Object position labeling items
------
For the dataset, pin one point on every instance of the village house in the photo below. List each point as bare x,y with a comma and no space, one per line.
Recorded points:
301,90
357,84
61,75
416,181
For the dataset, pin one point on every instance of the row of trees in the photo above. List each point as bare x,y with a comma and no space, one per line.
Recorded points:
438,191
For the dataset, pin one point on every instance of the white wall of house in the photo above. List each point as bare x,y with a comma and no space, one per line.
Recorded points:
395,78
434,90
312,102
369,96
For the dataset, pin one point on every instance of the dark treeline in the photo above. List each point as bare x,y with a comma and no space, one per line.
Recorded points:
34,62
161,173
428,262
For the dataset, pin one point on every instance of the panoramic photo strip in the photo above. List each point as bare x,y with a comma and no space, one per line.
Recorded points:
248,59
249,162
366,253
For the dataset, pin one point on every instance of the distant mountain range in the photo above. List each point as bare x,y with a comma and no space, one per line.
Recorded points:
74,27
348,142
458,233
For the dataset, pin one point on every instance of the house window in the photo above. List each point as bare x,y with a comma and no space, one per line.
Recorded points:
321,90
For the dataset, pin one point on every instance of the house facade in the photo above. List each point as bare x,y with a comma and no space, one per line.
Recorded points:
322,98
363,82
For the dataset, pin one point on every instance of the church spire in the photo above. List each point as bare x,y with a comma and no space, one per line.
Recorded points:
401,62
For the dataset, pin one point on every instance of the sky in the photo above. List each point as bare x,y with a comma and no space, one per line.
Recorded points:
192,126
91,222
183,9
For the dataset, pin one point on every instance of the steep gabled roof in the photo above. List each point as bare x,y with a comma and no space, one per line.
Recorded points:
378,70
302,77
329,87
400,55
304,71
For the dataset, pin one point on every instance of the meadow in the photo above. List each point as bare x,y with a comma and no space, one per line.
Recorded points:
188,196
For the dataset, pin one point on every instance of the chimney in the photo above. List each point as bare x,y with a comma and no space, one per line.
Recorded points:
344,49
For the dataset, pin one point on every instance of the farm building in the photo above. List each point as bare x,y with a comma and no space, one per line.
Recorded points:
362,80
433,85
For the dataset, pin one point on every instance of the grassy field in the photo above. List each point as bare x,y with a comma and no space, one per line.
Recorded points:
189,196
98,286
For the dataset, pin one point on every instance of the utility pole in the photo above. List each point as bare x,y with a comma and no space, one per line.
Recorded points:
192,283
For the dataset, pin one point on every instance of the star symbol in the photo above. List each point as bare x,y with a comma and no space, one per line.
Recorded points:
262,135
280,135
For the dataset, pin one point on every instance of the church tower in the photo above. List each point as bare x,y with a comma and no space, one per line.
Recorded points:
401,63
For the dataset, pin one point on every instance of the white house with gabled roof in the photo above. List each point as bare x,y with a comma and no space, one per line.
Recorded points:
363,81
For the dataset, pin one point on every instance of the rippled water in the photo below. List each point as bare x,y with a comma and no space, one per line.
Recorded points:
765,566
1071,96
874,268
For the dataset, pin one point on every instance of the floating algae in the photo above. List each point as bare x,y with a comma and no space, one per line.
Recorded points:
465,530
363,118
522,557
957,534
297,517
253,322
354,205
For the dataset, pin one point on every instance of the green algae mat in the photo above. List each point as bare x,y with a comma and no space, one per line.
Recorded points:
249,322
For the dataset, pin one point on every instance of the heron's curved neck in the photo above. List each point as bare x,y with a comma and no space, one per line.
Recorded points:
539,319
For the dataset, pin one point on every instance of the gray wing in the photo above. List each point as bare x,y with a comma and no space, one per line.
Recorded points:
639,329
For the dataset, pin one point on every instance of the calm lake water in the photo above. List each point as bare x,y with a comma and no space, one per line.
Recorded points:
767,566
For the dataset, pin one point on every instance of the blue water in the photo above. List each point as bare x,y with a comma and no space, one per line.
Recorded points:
------
Problem:
Rewrite every item above, swapping each "Recorded points" for "Marked points" and leaving all other text untouched.

Output of the exercise:
For the dataset, pin one point on every instance of the village house in the photo below. List each point as bare x,y with a comma and no space, one per line.
Marked points:
301,90
357,84
61,75
416,181
For the dataset, pin one point on every instance of the row of trees in the photo above. List each point as bare x,y with a comma and no space, one per line.
Marked points:
438,191
For the dataset, pin one point on every instance of the white wall of house in the photo above. List each point as bare x,y with a comma and no space, one per line.
Marked points:
395,78
434,90
312,102
369,96
For the dataset, pin one point on every instance of the dark treeline in the photo above. List each point as bare x,y with a comma and no space, one per line.
Marked points:
34,62
161,173
428,262
For the dataset, pin one point on every instance of the panoramic photo strip in the photo above. List each point as bare x,y with a comma and no space, one per line.
Marked points:
248,59
249,162
366,253
For the dataset, pin one point on every instance of the distant mountain range in the photo above. List each point as bare x,y with a comma and no space, one per line.
Marked points:
74,27
348,142
458,233
For the dataset, pin one point on every instance of the house window in the photo above. List each point as bare x,y with a comma and no space, one per line.
Marked points:
321,90
For the dataset, pin one point on every instance of the house facade in the photo above. List each point as bare x,y with a comma and no space, one per line.
Marked points:
322,98
363,82
For the dataset, pin one point on every instance of the church spire in the photo above. List each point as bare x,y with a comma and no space, one per line.
Marked points:
401,62
For the dataset, pin one point on every instance of the sky in the photo above. List each point as bare x,y with a comma and no space, one per line.
Marked points:
192,126
91,222
183,9
For the dataset, pin one point on every instance of the steep gabled roof in the photo above. List each point as bare x,y with a comma and no space, one per line.
Marked points:
378,70
302,77
329,87
400,55
304,71
For the dataset, pin one point on every instance of the meadow in the photo above. List each point as bare x,y with a comma and no space, one per line.
Marked points:
188,196
For the dataset, pin one point on every instance of the chimney in the photo above. List each point as bare x,y with a comma and no space, one per line.
Marked points:
344,49
For the dataset, pin one point on every instance of the farm building in the photo above. List each point as bare x,y with a comma and no space, one per line.
Marked points:
362,80
433,85
For the dataset, pin one point on every instance of the grassy field in the photo above. List each point as bare x,y with a comma and no space, one per line.
Marked points:
189,196
98,286
For the dataset, pin one point on every instance of the utility pole in the photo above. List each point as bare x,y with a comma and no space, one per line.
Marked points:
192,283
For the dataset, pin one point on every instance of the star symbol in the photo above. List each point as bare x,y with a comma and no space, one per line.
Marked points:
262,135
280,135
For the dataset, pin one point on every instance of the church tower in the photo above. List each point as bare x,y with a comma and no space, one per line.
Marked points:
401,63
For the dataset, pin one point on every instance of the white house with gabled roof in the photo above. List each point as bare x,y with a comma and no space, one per line.
Marked points:
363,81
For the dataset, pin one point on every instance of the rippled water in the photo below. List each point as bare x,y with a comma and no space, one per line.
Marked points:
765,566
1071,96
874,268
For the dataset, pin one point on every instance of the floating algae in the photo above. List each point as bare x,y with a comma and no space, one per line.
Marked points:
465,530
363,118
522,557
957,534
297,517
253,322
354,205
For the dataset, pin one point on every instance of the green algae mat in the photo above. List each point as bare x,y with a comma and no space, one per line.
Marked points:
249,322
For the dataset, pin one point on every instance of the heron's curved neck in the photo above. List each point as bare x,y with a comma and no space, one per line.
Marked points:
539,319
For the dataset, pin one point on every instance of the gray wing in the photo above. List each point as bare x,y with a comma and no space, one per line.
Marked points:
639,329
For the dataset, pin one point on every instance of the calm lake water in the photo above. List each point as bare x,y with a comma and no space, one per line.
Marked points:
767,566
For the dataset, pin one point on every instance of the blue water in the photo above. List each point as bare x,y with a comma and no space, one per line.
Marked points:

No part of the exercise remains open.